## Short problem
Using the entries below, return word for word the lines from the one containing "Where can you find the person sitting" up to and including the last.

::::::

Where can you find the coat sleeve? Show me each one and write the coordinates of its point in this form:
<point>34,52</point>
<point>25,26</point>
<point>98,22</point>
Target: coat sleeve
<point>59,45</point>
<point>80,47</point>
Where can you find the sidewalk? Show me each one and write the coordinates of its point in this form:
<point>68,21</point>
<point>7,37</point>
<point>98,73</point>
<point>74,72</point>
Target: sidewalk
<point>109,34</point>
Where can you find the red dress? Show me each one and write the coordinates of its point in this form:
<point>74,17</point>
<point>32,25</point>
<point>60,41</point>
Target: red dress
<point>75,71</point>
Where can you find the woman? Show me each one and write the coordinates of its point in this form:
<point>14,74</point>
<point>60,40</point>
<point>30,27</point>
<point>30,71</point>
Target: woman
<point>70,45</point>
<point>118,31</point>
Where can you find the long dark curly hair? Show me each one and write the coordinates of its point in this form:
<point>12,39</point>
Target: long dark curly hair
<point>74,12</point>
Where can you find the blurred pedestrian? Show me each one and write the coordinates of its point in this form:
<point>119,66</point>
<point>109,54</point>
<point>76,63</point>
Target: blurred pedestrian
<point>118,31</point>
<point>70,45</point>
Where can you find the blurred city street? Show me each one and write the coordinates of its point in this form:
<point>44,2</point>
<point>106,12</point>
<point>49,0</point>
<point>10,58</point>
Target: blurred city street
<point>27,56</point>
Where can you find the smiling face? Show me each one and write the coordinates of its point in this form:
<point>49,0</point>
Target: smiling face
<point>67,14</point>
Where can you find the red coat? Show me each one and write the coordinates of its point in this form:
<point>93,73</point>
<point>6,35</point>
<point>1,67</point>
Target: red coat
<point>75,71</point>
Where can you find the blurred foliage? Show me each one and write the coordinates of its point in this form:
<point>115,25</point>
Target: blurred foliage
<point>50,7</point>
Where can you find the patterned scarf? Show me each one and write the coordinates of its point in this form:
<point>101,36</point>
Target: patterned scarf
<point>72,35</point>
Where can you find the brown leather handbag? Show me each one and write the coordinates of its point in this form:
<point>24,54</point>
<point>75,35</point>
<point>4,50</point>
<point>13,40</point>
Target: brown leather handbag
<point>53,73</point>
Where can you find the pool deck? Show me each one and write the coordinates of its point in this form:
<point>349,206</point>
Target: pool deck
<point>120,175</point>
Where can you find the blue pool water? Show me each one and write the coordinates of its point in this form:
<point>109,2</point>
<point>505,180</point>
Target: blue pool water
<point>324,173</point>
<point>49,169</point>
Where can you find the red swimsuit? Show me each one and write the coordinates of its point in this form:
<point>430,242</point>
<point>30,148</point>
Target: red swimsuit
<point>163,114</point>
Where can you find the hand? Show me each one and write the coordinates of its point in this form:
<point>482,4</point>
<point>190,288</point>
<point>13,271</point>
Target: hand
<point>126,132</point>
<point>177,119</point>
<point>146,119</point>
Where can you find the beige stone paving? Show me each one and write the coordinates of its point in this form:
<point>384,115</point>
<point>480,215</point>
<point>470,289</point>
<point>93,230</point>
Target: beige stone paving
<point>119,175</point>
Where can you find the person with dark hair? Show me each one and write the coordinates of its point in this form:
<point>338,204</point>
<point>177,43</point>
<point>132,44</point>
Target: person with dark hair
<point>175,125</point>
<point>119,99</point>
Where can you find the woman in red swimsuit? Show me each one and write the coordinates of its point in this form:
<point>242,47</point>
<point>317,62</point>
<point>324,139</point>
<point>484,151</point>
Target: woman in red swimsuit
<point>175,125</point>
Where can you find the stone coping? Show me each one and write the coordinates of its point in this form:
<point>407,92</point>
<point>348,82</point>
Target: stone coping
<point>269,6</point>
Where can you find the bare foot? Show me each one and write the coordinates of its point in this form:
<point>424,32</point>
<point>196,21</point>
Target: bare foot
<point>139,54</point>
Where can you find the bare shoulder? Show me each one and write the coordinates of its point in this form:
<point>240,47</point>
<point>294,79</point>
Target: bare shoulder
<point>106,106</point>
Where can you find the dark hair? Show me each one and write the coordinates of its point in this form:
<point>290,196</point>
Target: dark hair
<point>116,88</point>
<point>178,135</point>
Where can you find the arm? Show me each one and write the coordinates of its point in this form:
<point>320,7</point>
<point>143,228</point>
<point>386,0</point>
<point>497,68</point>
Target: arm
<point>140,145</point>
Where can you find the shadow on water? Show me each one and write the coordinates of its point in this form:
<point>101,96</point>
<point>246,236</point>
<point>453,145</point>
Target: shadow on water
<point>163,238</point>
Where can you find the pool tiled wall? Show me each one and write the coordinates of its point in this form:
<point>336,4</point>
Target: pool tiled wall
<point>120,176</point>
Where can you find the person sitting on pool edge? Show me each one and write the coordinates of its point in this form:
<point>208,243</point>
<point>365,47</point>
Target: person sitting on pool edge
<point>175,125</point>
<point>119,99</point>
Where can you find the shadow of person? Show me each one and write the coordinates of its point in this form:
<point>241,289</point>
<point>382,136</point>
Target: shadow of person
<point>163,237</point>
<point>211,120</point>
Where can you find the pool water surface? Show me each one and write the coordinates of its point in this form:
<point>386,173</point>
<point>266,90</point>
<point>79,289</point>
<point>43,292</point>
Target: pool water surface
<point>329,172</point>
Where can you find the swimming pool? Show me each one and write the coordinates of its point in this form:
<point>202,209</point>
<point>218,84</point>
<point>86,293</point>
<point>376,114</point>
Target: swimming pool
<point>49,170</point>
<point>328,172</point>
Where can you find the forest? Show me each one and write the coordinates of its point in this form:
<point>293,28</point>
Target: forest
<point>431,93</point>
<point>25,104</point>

::::::

## Answer for the task
Where can you find the person sitting on pool edge? Show me each one and write the coordinates of its point in this form:
<point>208,243</point>
<point>365,47</point>
Target: person sitting on pool edge
<point>175,125</point>
<point>119,99</point>
Where can you find the shadow of person? Show me each one and write the coordinates of its point in this form:
<point>241,289</point>
<point>382,136</point>
Target: shadow of person
<point>163,237</point>
<point>211,120</point>
Where can you find the pool water surface? Show me each one and write the coordinates of its point in this form:
<point>386,173</point>
<point>266,90</point>
<point>79,289</point>
<point>43,292</point>
Target: pool water surface
<point>329,172</point>
Where can you find the swimming pool? Show me each one and write the coordinates of its point in this form:
<point>202,209</point>
<point>218,84</point>
<point>86,293</point>
<point>376,114</point>
Target: swimming pool
<point>49,170</point>
<point>328,172</point>
Where can you find the forest? Show me each one and write the coordinates of its point in this form:
<point>293,28</point>
Target: forest
<point>431,93</point>
<point>25,104</point>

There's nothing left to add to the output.